Soal Singkat -
Tulis lanjutan tulisan tentang penolakan kenaikan PPN menjadi 12 persen, mulai setelah kalimat terakhirnya.

Cuplikan Sumber -
== == ==

Penolakan Kenaikan PPN Jadi 12 Persen di Tahun 2025
Wacana kenaikan tarif Pajak Pertambahan Nilai (PPN) menjadi 12 persen pada tahun 2025 menuai penolakan dari berbagai kalangan, termasuk masyarakat dan pengamat ekonomi. Banyak pihak yang menyatakan keberatannya, dengan alasan bahwa kenaikan ini akan semakin memperberat beban hidup rakyat, mengingat kemampuan masyarakat untuk membayar PPN sebesar 12 persen dinilai tidak memadai.
Ekonom Didik Rachbini, yang juga menjabat sebagai Rektor Universitas Paramadina, menyampaikan penolakan terhadap rencana pemerintah tersebut. Menurutnya, ada banyak faktor yang membuat wacana kenaikan PPN ini tidak bisa dilaksanakan begitu saja. Didik berpendapat bahwa aturan tersebut tidak perlu dilanjutkan jika kondisi ekonomi dan masyarakat belum stabil.
“Jadi menaikkan pajak tuh setelah dia berhasil, jadi dalam keadaan kayak begini tuh ngarang. Itu mungkin sifatnya politis, dan lumayan ngawur,” ujar Didik Rachbini kepada Pikiran-Rakyat.com, Sabtu (9/11/2024).

== == ==

Data -

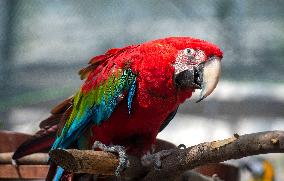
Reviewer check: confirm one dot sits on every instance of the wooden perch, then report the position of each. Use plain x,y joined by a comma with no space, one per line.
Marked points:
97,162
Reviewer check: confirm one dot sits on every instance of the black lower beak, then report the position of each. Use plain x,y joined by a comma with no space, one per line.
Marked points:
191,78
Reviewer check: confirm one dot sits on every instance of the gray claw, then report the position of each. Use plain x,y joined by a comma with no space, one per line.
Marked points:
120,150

== == ==

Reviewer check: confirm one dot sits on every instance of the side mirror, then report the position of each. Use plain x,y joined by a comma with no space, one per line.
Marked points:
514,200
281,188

== == ==

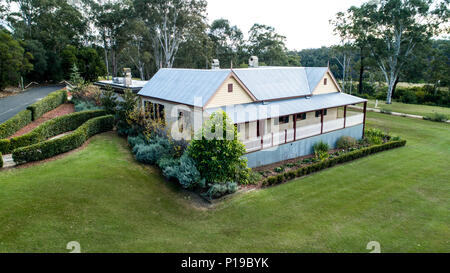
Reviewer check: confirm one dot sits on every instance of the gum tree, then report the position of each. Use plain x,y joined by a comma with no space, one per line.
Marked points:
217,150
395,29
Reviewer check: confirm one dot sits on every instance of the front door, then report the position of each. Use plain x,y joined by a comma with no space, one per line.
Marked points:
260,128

== == ==

Jawaban Soal -
Didik juga mengingatkan agar pemerintah di era Prabowo tidak terlalu ambisius dengan target ekonomi. Menurutnya, yang terpenting adalah menjaga kondisi rakyat agar tidak semakin sengsara di tengah kesulitan ekonomi. “Ini yang bikin kan pemerintah sebelumnya, ya koreksi. Dan juga pemerintah yang sekarang tidak usah muluk-muluk, tidak usah mabok, mimpi di atas, gak usah, realistis aja,” tambahnya.
Kenaikan tarif PPN menjadi 12 persen pada tahun 2025 sebenarnya merupakan bagian dari upaya reformasi perpajakan yang telah dipaparkan oleh pihak Dewan Perwakilan Rakyat (DPR). Rencananya, tarif PPN ini akan dinaikkan pada 1 Januari 2025, sesuai dengan ketentuan dalam Undang-Undang No. 7 Tahun 2021 tentang Harmonisasi Peraturan Perpajakan (UU HPP) Pasal 7 ayat 1.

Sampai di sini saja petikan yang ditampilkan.